== Work to be completed ==
Number the entries below as a list, leaving out blank lines.

━━ Provided records

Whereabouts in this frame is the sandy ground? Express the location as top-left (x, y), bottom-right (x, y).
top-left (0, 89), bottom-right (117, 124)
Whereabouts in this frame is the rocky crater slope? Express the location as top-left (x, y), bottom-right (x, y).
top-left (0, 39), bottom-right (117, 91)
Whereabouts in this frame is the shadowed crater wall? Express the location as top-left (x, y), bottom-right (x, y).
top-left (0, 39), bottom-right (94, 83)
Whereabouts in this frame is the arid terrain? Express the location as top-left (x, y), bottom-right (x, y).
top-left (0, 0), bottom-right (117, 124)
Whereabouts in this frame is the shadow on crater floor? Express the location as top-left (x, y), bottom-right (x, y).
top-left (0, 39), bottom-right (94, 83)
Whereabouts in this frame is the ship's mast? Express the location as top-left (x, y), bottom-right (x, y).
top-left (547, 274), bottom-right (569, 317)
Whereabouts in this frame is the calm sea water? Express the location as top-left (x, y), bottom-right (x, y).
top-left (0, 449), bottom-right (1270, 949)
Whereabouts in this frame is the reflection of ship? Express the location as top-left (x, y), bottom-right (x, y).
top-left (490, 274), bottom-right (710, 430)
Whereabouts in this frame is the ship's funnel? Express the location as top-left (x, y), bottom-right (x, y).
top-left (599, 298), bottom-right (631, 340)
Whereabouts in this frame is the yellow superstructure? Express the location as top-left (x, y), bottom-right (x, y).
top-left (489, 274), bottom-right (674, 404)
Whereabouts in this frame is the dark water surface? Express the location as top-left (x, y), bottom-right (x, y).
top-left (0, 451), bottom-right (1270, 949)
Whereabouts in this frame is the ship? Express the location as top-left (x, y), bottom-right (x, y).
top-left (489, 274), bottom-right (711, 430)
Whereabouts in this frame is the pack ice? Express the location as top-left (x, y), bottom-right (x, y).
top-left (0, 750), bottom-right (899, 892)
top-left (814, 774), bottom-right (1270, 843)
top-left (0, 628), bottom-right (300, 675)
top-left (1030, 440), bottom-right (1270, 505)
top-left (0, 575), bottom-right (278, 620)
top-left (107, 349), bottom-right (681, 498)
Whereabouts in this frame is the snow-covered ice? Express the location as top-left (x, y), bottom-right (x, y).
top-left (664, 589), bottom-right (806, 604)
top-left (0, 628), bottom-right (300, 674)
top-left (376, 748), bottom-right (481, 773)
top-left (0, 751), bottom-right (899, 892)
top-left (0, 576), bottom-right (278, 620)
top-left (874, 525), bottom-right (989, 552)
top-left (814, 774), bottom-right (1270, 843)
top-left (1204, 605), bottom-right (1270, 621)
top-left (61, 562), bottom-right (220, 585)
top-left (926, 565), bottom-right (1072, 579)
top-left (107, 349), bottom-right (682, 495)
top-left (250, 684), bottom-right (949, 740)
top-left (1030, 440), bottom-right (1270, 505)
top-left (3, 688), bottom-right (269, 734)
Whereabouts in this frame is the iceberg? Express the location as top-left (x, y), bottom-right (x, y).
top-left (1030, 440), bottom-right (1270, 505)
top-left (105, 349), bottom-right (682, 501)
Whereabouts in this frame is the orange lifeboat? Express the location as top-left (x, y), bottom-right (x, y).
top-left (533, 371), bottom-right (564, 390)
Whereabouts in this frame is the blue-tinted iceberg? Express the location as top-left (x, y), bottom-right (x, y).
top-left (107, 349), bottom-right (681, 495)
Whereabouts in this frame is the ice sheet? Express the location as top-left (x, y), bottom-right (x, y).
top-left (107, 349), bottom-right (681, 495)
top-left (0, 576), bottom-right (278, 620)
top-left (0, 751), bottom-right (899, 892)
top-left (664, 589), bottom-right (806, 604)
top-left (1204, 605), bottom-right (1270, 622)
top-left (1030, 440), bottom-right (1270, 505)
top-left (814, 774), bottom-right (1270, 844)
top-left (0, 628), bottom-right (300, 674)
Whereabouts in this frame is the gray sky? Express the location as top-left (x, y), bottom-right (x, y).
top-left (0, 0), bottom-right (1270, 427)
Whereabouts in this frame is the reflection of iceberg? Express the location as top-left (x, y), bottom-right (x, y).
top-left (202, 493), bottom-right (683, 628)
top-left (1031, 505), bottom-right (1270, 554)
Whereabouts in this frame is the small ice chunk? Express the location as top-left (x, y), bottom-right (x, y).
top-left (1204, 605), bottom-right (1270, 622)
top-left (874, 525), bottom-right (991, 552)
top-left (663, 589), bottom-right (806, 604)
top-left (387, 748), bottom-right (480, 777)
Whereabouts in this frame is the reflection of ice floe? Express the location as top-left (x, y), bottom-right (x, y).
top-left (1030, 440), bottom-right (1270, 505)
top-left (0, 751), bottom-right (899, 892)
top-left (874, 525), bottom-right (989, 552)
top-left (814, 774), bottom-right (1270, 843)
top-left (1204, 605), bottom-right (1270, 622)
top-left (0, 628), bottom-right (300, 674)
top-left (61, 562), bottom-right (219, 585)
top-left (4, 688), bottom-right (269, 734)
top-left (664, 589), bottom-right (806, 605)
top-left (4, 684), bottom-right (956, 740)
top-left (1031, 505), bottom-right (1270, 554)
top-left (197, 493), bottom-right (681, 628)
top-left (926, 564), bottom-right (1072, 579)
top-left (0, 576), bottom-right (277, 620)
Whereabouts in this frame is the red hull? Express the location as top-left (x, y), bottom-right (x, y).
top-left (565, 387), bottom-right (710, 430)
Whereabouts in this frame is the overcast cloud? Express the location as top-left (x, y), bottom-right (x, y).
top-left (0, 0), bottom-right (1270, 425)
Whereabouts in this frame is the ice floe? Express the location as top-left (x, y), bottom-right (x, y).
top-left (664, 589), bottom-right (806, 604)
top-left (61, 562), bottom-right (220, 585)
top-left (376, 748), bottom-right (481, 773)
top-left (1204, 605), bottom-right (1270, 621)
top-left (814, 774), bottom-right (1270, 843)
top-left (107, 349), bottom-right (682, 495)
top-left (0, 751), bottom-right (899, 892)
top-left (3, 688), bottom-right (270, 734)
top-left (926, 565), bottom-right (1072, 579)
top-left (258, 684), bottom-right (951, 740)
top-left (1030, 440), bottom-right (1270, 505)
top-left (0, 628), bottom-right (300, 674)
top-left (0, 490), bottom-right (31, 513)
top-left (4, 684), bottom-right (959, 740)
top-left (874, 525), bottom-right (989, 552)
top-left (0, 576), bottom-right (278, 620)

━━━━

== Written reply ==
1. Whereabouts in this frame is the sandy ground? Express the location as top-left (x, y), bottom-right (x, y).
2. top-left (0, 89), bottom-right (117, 124)
3. Whereabouts in this frame is the rocky crater slope? Express the location as top-left (x, y), bottom-right (x, y).
4. top-left (0, 39), bottom-right (117, 91)
5. Whereabouts in this frame is the shadowed crater wall? Express the location as top-left (x, y), bottom-right (x, y).
6. top-left (0, 39), bottom-right (94, 83)
7. Whereabouts in this frame is the arid terrain? Express the location as top-left (x, y), bottom-right (x, y).
8. top-left (0, 0), bottom-right (117, 124)
9. Whereabouts in this frame is the shadow on crater floor? Express the location as top-left (x, y), bottom-right (x, y).
10. top-left (0, 39), bottom-right (94, 83)
11. Whereabouts in this frame is the ship's mast? Express the location as top-left (x, y), bottom-right (x, y).
12. top-left (547, 274), bottom-right (569, 317)
13. Whereabouts in this frame is the calm sea water? Express the location as top-left (x, y), bottom-right (x, y).
14. top-left (0, 449), bottom-right (1270, 949)
15. Whereabouts in this frame is the reflection of ship? Express the location as top-left (x, y), bottom-right (x, y).
16. top-left (490, 274), bottom-right (710, 430)
17. Whereabouts in this frame is the ship's funnel? Express the location as top-left (x, y), bottom-right (x, y).
18. top-left (599, 298), bottom-right (631, 340)
19. Whereabouts in this frame is the yellow superstructure? Express the location as top-left (x, y), bottom-right (x, y).
20. top-left (489, 274), bottom-right (674, 404)
21. Whereabouts in this frame is the dark water surface? Express the location as top-left (x, y), bottom-right (x, y).
22. top-left (0, 451), bottom-right (1270, 949)
23. Whereabouts in this frame is the ship? Express the location as top-left (x, y), bottom-right (x, y).
24. top-left (489, 274), bottom-right (711, 430)
25. Whereabouts in this frame is the pack ice? Express the location as top-left (x, y), bottom-right (x, y).
26. top-left (0, 750), bottom-right (899, 892)
27. top-left (814, 774), bottom-right (1270, 843)
28. top-left (0, 628), bottom-right (300, 675)
29. top-left (1030, 440), bottom-right (1270, 505)
30. top-left (0, 575), bottom-right (278, 620)
31. top-left (107, 349), bottom-right (681, 498)
32. Whereabouts in this frame is the snow-covered ice? Express the location as top-left (x, y), bottom-right (x, y).
33. top-left (664, 589), bottom-right (806, 604)
34. top-left (0, 628), bottom-right (300, 674)
35. top-left (376, 748), bottom-right (481, 773)
36. top-left (0, 751), bottom-right (899, 892)
37. top-left (0, 576), bottom-right (278, 620)
38. top-left (874, 525), bottom-right (989, 552)
39. top-left (814, 774), bottom-right (1270, 843)
40. top-left (1204, 605), bottom-right (1270, 621)
41. top-left (61, 562), bottom-right (220, 585)
42. top-left (926, 565), bottom-right (1072, 579)
43. top-left (107, 349), bottom-right (682, 495)
44. top-left (250, 684), bottom-right (949, 740)
45. top-left (1030, 440), bottom-right (1270, 505)
46. top-left (3, 688), bottom-right (269, 734)
47. Whereabouts in this frame is the iceberg? Express the location as top-left (x, y), bottom-right (x, y).
48. top-left (1030, 440), bottom-right (1270, 505)
49. top-left (105, 349), bottom-right (682, 501)
50. Whereabouts in this frame is the orange lifeboat? Express the location as top-left (x, y), bottom-right (x, y).
51. top-left (533, 371), bottom-right (564, 390)
52. Whereabouts in this frame is the blue-tinted iceberg? Express the location as top-left (x, y), bottom-right (x, y).
53. top-left (107, 349), bottom-right (681, 495)
54. Whereabouts in this frame is the ice sheet? Express the location as top-left (x, y), bottom-right (x, y).
55. top-left (107, 349), bottom-right (681, 495)
56. top-left (0, 576), bottom-right (278, 620)
57. top-left (0, 751), bottom-right (899, 892)
58. top-left (664, 589), bottom-right (806, 604)
59. top-left (1204, 605), bottom-right (1270, 622)
60. top-left (1030, 440), bottom-right (1270, 505)
61. top-left (814, 774), bottom-right (1270, 844)
62. top-left (0, 628), bottom-right (300, 674)
63. Whereabouts in this frame is the gray sky? Express the location as top-left (x, y), bottom-right (x, y).
64. top-left (0, 0), bottom-right (1270, 427)
65. Whereabouts in this frame is the reflection of iceberg? Express the location as top-left (x, y), bottom-right (x, y).
66. top-left (202, 493), bottom-right (683, 628)
67. top-left (1031, 505), bottom-right (1270, 554)
68. Whereabouts in this frame is the small ice chunk? Express the location as top-left (x, y), bottom-right (x, y).
69. top-left (1204, 605), bottom-right (1270, 622)
70. top-left (874, 525), bottom-right (991, 552)
71. top-left (663, 589), bottom-right (806, 604)
72. top-left (387, 748), bottom-right (480, 777)
73. Whereabouts in this frame is the reflection of ice floe? Express the location as top-left (x, y), bottom-right (x, y).
74. top-left (1030, 440), bottom-right (1270, 505)
75. top-left (0, 751), bottom-right (899, 892)
76. top-left (874, 525), bottom-right (989, 552)
77. top-left (814, 774), bottom-right (1270, 843)
78. top-left (1204, 605), bottom-right (1270, 622)
79. top-left (0, 628), bottom-right (300, 674)
80. top-left (61, 562), bottom-right (219, 585)
81. top-left (4, 688), bottom-right (269, 734)
82. top-left (664, 589), bottom-right (806, 605)
83. top-left (4, 684), bottom-right (956, 740)
84. top-left (1031, 505), bottom-right (1270, 554)
85. top-left (197, 493), bottom-right (681, 628)
86. top-left (926, 564), bottom-right (1072, 579)
87. top-left (0, 576), bottom-right (277, 620)
88. Whereabouts in this frame is the red hull? Express the location as top-left (x, y), bottom-right (x, y).
89. top-left (565, 387), bottom-right (710, 430)
90. Whereabouts in this frame is the overcast cloud? Express the location as top-left (x, y), bottom-right (x, y).
91. top-left (0, 0), bottom-right (1270, 425)
92. Whereabouts in this frame is the ice floe? Express the location as top-left (x, y), bottom-right (x, y).
93. top-left (664, 589), bottom-right (806, 604)
94. top-left (61, 562), bottom-right (220, 585)
95. top-left (376, 748), bottom-right (481, 773)
96. top-left (1204, 605), bottom-right (1270, 621)
97. top-left (814, 774), bottom-right (1270, 843)
98. top-left (107, 349), bottom-right (682, 495)
99. top-left (0, 751), bottom-right (899, 892)
100. top-left (3, 688), bottom-right (270, 734)
101. top-left (926, 565), bottom-right (1072, 579)
102. top-left (258, 684), bottom-right (951, 740)
103. top-left (1030, 440), bottom-right (1270, 505)
104. top-left (0, 628), bottom-right (300, 674)
105. top-left (0, 490), bottom-right (31, 513)
106. top-left (4, 684), bottom-right (959, 740)
107. top-left (874, 525), bottom-right (989, 552)
108. top-left (0, 576), bottom-right (278, 620)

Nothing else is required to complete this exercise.